───── Textauszug

# Taunus Mountainbike Marathon 15. Juni



## Natural_Events (22. Mai 2014)

Servus Leute,

Ihr seid hiermit herzlich eingeladen zum Taunus Mountainbike Marathon am 15. Juni ab Kronberg.

Startzeit ist zwischen 7:00 und 11:00 Uhr (Marathon bis 9:00 Uhr).
Der Taunus-MTB-Marathon erfolgt ohne Zeitnahme. Er führt auf spannenden Wegen mit herrlichen Landschaftserlebnissen durch den Hoch- und Hintertaunus.

*Strecken:*

90 km mit 1800 Hm (5 BDR-Punkte), Marathon
55 km mit 1200 Hm (3 BDR-Punkte), anspruchsvoll
35 km mit 650 Hm (2 BDR-Punkte), sportlich
*Kontrollschluss*: 15:00 Uhr am Ziel
*Startgeld:*

für BDR-Mitglieder mit Wertungskarte 4 €, Marathon 7 €
für Nichtmitglieder 5 €, Marathon 8 €
für SchülerInnen bis 13 Jahre mit Wertungskarte – frei -
für SchülerInnen bis 13 Jahre ohne Wertungskarte 2 €
*Anmeldung: *

Einzel-Anmeldung direkt am Start
Gruppen-Anmeldung bis 13.6. an [email protected]
*Preise:*

für die drei größten, vorangemeldeten, tatsächlich gestarteten Gruppen
*Verpflegung:*

Wasser, Tee, Powerbar und Obst auf der Strecke.
Nach der Tour gibt es Gegrilltes, Getränke und Kuchen.
*Information:*

Uwe Kansy, Tel. 06173 – 995653
[email protected]
Die Veranstaltung ist beim Bund Deutscher Radfahrer als CTF gemeldet. Am Start und Ziel stehen Duschen und Umkleiden zur Verfügung.
*Aufgrund der vertraglichen Vereinbarungen mit den Waldeigentümern dürfen wir die Streckenführung nicht vorab veröffentlichen.*


----------



## sipaq (22. Mai 2014)

Kannst Du wenigstens mal ein paar Rahmendaten zur Strecke sagen, sprich wo Ihr alles vorbeikommt? Gibt ja im Taunus immer mehrere Wege zum Ziel. Auch eine Auskunft hinsichtlich der Streckenanteile (wieviel Asphalt, wieviel geschotterte WAB, wieviel Singletrail) wäre toll.


----------



## MTB-News.de




----------



## Natural_Events (26. Mai 2014)

Eckpunkte:
Kronberg - Hohemark - Marmorstein - Saalburg - Sandplacken
von da
kurze Strecke: Große Kurve - Weiße Mauer - Hohemark - Kronberg
lange Strecken: Gr. Feldberg - Rotes Kreuz - Glashütten - Kröftel - Dattenbachtal - Ehlhalten - Ruppertshain - Billtalhöhe - Falkenstein - Kronberg

Asphalt nahezu null
überwiegend breitere Wege
einige schöne Trails


----------



## Edg3 (2. Juni 2014)

──────────

**Schriftliche Anweisung A**
Zähle alle Orte auf, die der Textauszug zum Taunus Mountainbike Marathon in der Zeile direkt nach „Eckpunkte:“ nennt.
Der Textauszug und die Zeilen stammen aus unterschiedlichen Quellen.

───── Aufgabendaten

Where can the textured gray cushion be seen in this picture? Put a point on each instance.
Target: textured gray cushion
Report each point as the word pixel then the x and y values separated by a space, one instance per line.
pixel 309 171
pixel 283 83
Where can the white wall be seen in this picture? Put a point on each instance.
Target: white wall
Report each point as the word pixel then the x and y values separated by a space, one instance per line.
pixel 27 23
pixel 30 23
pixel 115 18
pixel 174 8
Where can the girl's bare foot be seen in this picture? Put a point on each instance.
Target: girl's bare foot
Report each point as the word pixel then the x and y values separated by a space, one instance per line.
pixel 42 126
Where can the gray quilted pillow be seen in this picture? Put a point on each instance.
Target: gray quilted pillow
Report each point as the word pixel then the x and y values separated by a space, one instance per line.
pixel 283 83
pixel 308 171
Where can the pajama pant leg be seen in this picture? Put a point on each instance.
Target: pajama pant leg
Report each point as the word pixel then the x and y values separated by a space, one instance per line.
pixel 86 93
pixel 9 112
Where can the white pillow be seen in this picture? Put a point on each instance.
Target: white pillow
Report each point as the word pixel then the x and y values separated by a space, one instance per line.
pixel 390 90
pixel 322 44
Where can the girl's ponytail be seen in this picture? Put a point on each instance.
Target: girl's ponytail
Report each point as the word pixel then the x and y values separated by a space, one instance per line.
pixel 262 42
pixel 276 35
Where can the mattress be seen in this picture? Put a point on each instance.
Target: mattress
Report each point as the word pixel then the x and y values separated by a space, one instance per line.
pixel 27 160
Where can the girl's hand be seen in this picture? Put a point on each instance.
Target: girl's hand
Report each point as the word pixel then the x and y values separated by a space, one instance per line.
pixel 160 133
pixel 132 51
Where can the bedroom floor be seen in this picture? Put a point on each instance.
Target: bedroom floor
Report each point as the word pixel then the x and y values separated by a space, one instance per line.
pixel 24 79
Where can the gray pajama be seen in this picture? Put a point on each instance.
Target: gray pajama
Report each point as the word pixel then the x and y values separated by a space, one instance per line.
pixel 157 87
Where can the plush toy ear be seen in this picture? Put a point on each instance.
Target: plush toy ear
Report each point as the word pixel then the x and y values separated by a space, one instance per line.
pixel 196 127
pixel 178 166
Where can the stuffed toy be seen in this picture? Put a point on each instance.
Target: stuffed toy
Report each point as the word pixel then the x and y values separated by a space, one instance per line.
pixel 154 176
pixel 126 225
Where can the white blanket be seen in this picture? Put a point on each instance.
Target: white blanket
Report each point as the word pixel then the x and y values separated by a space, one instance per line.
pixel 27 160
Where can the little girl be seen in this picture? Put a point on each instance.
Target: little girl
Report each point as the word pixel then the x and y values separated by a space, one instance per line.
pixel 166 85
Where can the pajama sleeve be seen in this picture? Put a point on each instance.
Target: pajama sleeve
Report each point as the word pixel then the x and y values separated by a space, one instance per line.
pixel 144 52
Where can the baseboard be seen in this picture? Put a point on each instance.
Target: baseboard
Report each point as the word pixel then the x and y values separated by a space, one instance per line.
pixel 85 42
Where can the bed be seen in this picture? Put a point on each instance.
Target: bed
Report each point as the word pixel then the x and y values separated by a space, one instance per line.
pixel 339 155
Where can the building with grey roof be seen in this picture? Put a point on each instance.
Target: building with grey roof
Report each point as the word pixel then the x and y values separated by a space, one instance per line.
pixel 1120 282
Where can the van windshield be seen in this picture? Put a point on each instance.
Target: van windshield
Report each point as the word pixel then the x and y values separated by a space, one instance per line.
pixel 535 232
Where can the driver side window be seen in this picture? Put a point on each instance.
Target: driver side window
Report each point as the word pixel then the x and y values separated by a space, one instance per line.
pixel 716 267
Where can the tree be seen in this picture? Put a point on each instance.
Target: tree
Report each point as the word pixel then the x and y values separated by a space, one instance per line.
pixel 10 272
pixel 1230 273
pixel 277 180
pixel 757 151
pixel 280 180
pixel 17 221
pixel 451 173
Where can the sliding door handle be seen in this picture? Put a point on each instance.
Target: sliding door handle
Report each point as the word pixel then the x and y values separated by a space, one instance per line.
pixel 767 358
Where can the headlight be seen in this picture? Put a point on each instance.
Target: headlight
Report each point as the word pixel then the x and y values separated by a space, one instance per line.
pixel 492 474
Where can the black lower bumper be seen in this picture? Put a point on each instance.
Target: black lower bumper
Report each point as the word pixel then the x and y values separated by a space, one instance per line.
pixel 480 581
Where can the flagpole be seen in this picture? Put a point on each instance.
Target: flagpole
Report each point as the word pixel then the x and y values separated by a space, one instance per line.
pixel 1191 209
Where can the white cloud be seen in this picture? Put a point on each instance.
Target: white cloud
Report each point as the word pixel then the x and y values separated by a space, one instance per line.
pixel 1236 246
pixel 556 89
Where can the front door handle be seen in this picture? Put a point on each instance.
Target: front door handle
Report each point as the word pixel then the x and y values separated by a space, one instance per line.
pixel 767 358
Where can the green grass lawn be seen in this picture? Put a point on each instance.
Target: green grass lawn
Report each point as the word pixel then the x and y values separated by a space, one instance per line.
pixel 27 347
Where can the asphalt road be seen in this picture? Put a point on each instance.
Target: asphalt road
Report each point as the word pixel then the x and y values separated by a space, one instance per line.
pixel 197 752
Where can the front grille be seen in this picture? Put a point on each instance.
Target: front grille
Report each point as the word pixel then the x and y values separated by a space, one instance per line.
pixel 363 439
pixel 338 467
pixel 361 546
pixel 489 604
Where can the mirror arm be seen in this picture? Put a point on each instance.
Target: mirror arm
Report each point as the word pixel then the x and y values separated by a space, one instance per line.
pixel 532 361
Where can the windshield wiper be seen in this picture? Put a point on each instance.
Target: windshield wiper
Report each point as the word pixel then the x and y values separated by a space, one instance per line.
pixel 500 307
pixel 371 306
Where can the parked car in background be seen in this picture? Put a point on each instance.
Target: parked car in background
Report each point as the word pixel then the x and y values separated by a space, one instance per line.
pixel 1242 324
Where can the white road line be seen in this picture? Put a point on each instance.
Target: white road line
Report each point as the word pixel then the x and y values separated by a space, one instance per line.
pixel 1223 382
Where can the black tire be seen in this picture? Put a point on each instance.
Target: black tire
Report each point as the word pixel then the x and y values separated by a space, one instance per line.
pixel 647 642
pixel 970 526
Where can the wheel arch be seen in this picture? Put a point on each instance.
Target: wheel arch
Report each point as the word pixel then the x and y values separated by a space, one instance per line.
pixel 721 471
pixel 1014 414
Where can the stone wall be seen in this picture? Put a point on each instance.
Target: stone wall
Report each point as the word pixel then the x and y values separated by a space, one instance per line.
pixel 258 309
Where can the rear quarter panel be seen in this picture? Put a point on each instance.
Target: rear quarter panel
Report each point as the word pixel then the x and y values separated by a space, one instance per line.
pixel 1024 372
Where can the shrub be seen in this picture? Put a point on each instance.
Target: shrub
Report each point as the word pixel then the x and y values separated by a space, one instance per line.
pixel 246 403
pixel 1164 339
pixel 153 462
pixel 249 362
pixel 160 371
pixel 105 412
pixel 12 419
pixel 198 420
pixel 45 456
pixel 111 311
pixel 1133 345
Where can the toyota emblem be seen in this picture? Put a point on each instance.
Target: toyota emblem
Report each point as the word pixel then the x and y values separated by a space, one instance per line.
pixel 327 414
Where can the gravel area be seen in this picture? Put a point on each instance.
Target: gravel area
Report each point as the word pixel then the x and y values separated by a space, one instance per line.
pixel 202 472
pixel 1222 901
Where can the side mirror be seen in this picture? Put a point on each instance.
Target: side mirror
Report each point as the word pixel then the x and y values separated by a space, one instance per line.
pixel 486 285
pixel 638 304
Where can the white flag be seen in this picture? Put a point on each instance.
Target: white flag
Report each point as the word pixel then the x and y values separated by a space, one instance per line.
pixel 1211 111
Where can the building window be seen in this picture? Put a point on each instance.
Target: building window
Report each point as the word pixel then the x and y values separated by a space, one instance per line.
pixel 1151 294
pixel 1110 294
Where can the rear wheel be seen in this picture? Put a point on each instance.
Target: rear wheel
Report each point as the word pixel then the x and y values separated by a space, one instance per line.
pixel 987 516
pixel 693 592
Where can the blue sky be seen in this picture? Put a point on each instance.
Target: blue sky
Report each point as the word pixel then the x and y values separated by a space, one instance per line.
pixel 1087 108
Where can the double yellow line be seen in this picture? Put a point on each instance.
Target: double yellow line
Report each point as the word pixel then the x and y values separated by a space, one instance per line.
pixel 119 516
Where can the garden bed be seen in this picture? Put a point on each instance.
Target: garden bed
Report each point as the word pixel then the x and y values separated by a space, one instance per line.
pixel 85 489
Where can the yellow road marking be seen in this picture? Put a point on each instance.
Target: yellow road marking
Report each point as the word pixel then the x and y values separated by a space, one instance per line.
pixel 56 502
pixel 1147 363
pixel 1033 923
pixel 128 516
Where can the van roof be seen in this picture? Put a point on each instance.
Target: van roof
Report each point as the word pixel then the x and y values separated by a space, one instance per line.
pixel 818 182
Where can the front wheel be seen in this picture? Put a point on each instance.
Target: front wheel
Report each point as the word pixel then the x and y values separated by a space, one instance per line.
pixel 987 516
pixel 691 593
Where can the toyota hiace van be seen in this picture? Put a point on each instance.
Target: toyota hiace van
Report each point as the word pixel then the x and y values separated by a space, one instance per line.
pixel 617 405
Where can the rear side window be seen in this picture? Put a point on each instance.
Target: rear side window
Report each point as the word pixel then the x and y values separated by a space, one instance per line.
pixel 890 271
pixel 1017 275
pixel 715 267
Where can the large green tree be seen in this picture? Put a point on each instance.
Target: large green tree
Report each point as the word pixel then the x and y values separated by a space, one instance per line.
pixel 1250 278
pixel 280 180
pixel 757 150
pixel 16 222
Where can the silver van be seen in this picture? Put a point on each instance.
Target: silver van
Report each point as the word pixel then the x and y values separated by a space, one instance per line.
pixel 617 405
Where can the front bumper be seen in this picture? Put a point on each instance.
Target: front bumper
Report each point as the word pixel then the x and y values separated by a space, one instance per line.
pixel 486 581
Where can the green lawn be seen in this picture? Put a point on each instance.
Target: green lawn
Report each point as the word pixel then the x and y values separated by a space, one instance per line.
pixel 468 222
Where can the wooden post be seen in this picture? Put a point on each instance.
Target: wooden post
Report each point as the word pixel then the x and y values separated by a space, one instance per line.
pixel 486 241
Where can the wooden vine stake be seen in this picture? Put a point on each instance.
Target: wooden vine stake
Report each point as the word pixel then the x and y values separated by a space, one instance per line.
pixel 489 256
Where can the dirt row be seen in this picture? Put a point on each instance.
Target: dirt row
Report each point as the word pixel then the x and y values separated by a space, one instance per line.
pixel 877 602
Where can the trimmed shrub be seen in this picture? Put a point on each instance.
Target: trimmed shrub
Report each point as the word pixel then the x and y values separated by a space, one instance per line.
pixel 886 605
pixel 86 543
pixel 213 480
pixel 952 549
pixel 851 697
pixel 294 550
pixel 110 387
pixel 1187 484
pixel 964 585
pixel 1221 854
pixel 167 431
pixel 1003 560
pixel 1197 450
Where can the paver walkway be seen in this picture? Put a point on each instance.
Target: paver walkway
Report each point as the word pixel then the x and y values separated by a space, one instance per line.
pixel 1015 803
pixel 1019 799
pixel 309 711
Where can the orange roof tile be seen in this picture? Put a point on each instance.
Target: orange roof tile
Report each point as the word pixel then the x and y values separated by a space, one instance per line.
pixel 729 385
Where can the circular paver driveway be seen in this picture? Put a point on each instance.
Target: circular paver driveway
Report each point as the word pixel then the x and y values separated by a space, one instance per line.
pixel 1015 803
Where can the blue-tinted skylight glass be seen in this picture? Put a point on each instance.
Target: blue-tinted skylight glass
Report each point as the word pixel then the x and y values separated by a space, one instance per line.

──────────

**Schriftliche Anweisung B**
Aktualisiere die Zeilen von ihrem Anfang bis einschließlich der Zeile mit „pixel 174 8“, indem du „white wall“ durch „beige wall“ ersetzt. Gib nur diese Zeilen aus und lass alles andere unverändert.

**Korrektes Ergebnis A**
Kronberg, Hohemark, Marmorstein, Saalburg, Sandplacken

**Korrektes Ergebnis B**
Where can the textured gray cushion be seen in this picture? Put a point on each instance.
Target: textured gray cushion
Report each point as the word pixel then the x and y values separated by a space, one instance per line.
pixel 309 171
pixel 283 83
Where can the beige wall be seen in this picture? Put a point on each instance.
Target: beige wall
Report each point as the word pixel then the x and y values separated by a space, one instance per line.
pixel 27 23
pixel 30 23
pixel 115 18
pixel 174 8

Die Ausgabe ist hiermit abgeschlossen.